DOCUMENTO FUENTE.
'''

El debate sobre las imágenes que deben o no mostrar los medios es viejo y resurge, especialmente, en tiempos de guerra, catástrofes o tragedias. De hecho, hace dos días se dio la misma discusión a partir de las imágenes de niños afectados por los ataques con gas en Siria. Los distintos códigos periodísticos son ambiguos. Unos advierten que el periodista debe conocer el doble poder de la foto que, aunque puede explicar mejor la historia, también puede distorsionar la verdad. Otros dicen que toda imagen es legítima, mientras no tergiverse la realidad.

'''

REGISTROS MOSTRADOS.
'''

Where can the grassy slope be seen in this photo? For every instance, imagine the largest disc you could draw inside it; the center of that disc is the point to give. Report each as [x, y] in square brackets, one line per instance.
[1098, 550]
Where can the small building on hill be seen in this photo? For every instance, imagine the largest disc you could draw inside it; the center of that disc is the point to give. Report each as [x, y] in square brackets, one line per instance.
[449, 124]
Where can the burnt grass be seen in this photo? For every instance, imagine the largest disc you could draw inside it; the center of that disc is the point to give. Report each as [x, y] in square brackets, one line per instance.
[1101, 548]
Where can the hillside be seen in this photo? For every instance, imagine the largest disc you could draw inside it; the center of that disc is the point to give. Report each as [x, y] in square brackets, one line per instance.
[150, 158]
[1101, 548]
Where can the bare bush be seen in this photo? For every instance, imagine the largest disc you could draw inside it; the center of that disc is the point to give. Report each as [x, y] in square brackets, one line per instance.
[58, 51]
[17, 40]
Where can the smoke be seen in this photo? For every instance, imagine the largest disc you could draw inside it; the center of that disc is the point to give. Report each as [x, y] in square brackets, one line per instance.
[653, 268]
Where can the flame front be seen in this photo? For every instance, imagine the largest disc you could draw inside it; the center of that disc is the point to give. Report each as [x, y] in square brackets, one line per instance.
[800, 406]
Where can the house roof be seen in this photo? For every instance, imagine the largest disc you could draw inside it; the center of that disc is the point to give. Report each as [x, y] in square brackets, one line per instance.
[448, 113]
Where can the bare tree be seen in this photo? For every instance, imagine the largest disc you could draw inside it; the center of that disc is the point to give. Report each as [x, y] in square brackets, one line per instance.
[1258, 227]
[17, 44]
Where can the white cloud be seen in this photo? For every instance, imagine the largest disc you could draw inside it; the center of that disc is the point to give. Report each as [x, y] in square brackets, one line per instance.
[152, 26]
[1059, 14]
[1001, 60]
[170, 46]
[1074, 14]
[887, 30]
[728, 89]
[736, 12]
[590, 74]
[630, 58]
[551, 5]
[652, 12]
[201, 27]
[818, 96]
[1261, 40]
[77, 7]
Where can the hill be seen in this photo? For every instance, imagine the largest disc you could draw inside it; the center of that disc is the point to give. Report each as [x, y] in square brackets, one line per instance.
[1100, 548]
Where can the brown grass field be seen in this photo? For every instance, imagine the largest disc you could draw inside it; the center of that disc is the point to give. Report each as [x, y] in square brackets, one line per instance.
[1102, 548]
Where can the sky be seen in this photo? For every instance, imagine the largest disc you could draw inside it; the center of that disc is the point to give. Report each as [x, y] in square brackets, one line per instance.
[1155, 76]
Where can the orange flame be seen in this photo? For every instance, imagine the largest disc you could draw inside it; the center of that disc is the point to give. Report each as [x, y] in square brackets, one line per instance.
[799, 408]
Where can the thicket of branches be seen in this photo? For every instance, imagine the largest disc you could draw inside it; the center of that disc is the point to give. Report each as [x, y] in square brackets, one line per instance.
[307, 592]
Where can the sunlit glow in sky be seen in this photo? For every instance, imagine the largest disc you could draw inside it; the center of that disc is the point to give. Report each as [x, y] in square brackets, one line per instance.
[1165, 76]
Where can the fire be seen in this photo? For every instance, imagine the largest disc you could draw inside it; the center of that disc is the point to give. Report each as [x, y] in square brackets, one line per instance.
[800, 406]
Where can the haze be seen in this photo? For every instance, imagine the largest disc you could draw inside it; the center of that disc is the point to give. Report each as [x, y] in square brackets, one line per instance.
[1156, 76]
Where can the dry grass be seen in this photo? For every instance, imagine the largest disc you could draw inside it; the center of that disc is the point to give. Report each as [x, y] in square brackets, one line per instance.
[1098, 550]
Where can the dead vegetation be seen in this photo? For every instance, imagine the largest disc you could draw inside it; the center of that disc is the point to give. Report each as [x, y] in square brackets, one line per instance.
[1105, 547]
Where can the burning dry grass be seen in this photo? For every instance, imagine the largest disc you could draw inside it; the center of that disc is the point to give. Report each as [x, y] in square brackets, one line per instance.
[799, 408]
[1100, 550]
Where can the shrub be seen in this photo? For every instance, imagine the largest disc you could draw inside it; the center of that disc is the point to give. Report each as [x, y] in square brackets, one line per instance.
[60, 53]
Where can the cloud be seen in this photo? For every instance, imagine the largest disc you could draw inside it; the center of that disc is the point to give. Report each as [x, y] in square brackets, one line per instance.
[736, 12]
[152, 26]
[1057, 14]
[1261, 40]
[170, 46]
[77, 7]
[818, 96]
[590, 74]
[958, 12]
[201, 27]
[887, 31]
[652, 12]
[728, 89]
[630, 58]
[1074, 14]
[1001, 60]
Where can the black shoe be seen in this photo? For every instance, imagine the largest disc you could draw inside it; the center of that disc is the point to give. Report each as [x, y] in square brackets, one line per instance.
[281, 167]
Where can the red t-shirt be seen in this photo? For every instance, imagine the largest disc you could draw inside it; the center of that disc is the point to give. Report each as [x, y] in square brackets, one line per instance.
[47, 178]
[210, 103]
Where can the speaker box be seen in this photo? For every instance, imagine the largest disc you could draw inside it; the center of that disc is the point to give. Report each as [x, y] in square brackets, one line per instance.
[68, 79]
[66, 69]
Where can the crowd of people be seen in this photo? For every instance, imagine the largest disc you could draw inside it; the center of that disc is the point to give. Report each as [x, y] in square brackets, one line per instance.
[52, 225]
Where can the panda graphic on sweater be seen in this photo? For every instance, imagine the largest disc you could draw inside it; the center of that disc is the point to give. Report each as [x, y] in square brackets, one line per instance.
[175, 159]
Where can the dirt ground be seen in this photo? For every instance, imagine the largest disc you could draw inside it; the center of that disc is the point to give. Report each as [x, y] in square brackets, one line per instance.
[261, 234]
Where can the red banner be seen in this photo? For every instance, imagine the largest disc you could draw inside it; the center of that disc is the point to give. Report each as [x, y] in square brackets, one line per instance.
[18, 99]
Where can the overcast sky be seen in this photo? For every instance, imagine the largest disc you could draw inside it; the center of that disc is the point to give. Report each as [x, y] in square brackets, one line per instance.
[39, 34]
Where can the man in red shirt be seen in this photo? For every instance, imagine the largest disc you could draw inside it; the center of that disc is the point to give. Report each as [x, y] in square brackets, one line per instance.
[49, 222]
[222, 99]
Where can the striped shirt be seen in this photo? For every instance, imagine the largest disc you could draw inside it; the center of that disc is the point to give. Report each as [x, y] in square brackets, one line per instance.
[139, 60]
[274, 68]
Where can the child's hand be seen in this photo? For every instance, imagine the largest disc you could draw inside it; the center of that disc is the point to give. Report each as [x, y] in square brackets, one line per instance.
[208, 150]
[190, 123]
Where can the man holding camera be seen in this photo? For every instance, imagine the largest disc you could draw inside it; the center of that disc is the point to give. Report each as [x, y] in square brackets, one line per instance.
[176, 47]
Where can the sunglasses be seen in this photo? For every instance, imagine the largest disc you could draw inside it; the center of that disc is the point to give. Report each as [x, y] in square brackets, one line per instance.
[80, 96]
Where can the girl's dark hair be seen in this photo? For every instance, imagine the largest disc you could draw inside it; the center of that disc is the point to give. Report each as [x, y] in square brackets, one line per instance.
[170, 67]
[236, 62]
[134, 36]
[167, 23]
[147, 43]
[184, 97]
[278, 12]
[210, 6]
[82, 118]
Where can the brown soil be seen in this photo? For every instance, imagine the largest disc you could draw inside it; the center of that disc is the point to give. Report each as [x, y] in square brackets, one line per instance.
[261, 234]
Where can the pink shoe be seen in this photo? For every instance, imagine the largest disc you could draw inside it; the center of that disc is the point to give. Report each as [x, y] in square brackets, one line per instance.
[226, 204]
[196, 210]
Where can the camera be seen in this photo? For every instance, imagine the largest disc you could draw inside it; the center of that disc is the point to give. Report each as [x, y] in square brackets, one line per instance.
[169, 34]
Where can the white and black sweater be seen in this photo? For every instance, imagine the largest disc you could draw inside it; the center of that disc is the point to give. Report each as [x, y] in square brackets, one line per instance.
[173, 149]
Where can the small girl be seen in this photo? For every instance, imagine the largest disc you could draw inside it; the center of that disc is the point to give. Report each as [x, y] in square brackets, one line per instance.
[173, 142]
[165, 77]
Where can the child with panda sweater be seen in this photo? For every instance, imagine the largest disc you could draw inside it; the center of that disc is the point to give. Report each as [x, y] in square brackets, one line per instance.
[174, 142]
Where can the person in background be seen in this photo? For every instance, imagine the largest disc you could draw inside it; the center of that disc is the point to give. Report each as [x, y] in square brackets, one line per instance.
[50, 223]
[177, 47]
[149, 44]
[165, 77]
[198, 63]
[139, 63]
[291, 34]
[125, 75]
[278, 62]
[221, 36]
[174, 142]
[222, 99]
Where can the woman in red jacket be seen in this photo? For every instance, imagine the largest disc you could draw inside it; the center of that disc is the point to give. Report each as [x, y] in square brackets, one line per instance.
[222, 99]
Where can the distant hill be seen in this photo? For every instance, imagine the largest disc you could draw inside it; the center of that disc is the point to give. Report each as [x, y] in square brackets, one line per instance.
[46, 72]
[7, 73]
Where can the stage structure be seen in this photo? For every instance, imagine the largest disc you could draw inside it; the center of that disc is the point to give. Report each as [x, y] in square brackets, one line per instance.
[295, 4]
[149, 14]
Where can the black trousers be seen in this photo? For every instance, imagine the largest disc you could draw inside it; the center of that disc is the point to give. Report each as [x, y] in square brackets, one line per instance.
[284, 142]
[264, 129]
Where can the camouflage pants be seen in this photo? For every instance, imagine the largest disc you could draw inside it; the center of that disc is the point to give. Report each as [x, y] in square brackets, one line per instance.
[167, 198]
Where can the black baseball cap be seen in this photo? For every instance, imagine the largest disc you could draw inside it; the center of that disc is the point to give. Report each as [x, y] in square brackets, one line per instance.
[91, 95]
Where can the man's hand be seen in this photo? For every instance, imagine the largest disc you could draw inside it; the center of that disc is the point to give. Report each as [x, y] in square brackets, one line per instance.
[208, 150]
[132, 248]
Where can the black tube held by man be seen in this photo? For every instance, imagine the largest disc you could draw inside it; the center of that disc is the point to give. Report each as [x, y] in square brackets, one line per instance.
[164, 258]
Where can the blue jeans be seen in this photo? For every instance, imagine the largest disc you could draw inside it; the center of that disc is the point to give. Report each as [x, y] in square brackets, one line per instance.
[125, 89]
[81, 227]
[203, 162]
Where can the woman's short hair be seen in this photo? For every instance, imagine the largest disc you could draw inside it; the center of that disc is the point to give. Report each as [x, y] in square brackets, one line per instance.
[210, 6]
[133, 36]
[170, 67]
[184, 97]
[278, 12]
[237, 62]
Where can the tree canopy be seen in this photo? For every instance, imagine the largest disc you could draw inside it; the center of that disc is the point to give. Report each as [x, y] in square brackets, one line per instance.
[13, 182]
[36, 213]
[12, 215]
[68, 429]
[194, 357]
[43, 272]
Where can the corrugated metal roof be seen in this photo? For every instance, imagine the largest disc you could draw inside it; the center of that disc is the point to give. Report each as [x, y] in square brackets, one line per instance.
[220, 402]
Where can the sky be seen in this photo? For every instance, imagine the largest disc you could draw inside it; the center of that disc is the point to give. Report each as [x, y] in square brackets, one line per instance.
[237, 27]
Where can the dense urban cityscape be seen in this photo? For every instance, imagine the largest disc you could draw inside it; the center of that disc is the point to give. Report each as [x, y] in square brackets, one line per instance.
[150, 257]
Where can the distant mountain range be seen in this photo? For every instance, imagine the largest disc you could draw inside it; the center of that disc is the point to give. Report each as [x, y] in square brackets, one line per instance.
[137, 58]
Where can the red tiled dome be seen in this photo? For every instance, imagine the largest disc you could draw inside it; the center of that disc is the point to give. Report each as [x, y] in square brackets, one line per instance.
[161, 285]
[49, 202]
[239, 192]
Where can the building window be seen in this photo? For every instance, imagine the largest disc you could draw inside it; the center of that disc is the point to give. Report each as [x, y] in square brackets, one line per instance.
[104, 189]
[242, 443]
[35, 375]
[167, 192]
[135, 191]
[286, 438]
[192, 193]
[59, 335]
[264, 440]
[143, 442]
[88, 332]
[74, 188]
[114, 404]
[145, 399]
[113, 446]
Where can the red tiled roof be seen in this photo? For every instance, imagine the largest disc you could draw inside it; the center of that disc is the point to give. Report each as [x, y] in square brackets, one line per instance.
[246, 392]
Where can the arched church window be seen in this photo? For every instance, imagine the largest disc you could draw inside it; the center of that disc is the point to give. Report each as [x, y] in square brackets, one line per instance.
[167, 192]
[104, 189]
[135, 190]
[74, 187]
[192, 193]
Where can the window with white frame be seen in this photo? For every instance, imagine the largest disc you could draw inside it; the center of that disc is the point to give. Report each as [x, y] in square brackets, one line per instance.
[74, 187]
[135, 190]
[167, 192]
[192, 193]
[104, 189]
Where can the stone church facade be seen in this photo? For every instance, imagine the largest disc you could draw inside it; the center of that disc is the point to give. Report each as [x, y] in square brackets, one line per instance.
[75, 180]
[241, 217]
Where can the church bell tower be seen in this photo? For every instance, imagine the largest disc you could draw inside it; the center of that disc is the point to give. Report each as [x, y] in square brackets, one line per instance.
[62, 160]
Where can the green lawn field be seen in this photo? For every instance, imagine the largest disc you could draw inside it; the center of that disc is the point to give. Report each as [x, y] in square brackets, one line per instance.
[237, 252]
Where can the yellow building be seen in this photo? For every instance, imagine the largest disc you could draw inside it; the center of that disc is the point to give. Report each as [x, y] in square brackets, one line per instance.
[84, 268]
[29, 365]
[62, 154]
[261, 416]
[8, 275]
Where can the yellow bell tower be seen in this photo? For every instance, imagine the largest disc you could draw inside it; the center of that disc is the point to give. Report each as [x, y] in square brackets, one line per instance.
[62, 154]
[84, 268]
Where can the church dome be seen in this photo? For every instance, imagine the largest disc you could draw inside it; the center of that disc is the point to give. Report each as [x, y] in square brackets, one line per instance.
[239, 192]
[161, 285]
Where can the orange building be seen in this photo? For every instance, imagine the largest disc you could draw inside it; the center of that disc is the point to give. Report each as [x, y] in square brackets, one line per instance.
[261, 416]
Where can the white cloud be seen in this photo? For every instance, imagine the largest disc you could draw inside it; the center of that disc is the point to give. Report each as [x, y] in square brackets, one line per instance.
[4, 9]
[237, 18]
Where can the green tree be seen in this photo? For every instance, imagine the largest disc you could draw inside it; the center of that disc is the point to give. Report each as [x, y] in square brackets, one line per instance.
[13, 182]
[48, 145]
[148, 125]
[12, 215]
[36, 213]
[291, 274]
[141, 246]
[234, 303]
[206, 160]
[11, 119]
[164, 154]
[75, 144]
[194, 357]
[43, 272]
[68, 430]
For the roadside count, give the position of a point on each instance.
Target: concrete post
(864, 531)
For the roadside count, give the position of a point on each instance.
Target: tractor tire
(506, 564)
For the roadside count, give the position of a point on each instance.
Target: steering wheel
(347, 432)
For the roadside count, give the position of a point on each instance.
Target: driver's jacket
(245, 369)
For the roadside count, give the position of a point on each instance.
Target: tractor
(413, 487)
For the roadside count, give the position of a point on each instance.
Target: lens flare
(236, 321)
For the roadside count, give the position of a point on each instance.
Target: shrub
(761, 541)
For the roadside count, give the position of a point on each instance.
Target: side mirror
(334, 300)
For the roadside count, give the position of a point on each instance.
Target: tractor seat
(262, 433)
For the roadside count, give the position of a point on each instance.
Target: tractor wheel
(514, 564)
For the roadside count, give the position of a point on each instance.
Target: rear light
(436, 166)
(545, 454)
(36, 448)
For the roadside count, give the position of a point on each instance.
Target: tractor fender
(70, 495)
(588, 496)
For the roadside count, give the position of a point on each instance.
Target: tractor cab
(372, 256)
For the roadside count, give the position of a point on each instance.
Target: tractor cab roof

'''

TAREAS POR REALIZAR.
a: Responda, según el documento fuente sobre las imágenes en los medios:
(i) ¿En qué circunstancias resurge especialmente el debate?
(ii) ¿Qué imágenes provocaron la misma discusión hace dos días?
(iii) Según algunos códigos periodísticos, ¿bajo qué condición es legítima toda imagen?
b: Prosiga el documento fuente sobre las imágenes en los medios a partir de su última oración.
Los registros provienen de una fuente distinta a la del documento.

RESPUESTAS ESCRITAS.
a:
(i) En tiempos de guerra, catástrofes o tragedias.
(ii) Las imágenes de niños afectados por los ataques con gas en Siria.
(iii) Mientras no tergiverse la realidad.

b:
Pero, ¿qué es esa verdad o realidad ulterior a la foto de la que todos parecen tener conocimiento? ¿Acaso puede existir una interpretación de la realidad separada de quien mira la foto? El problema con la forma como tradicionalmente se ha planteado el debate es que se le deja toda la responsabilidad a la fotografía y al periodista, como si la carga moral no recayera también en el espectador. Una imagen, como la del niño cubierto en lodo, es altamente persuasiva no por el realismo adscrito, sino por lo que produce en nosotros. La fotografía pone a prueba qué tan vulnerables somos a la crueldad y al sufrimiento.
Es importante y necesario que la controvertida foto circulara, precisamente porque nos ayuda a pensar que la preocupación por la fotografía debe ser por la acción que provoca en el espectador, por la identificación que permite, y por los ciudadanos que ayuda a crear.